Stated goal 1 -
In the passage on the synchronous orbits algorithm, what is the name of the program that incorporates this method?
Stated goal 2 -
Reproduce word for word the part of the passage on the synchronous orbits algorithm starting with "The situation then" and going on through "in certain situations.".

Extracted text -
----
Steven Stoft has the main article on what is claimed to be the fastest Mandelbrot algorithm, called synchronous orbits. Very roughly, it takes points in groups of four as corners of a square and iterates them for as long as the results remain as a square. Then the square is divided into smaller squares and the process repeated.



The situation then becomes confused (or perhaps it is just me). This method is incorporated into a program called Fractal Witchcraft. Another article compares this with Fractint, and mentions that the former is available for a shade under $30 from Supernatural Graphics, PO Box 9185, Berkeley, CA94709, USA. Yet an advertisement on the back from that company offers the same program for a shade under $15. The reviews conclude that Fractint is best for exploring an area you have found using Fractal Witchcraft.



But wait - also in this issue is a letter from a reader who says that he has had problems with Fractal Witchcraft, commenting on its poor documentation and questioning its speed. It may well be that the synchronous orbit algorithm works best only in certain situations.
----
Given entries -
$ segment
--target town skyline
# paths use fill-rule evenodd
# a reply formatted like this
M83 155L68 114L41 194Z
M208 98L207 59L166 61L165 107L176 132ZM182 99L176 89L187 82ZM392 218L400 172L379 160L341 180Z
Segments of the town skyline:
----
Complete answer 1 -
Fractal Witchcraft

Complete answer 2 -
The situation then becomes confused (or perhaps it is just me). This method is incorporated into a program called Fractal Witchcraft. Another article compares this with Fractint, and mentions that the former is available for a shade under $30 from Supernatural Graphics, PO Box 9185, Berkeley, CA94709, USA. Yet an advertisement on the back from that company offers the same program for a shade under $15. The reviews conclude that Fractint is best for exploring an area you have found using Fractal Witchcraft.



But wait - also in this issue is a letter from a reader who says that he has had problems with Fractal Witchcraft, commenting on its poor documentation and questioning its speed. It may well be that the synchronous orbit algorithm works best only in certain situations.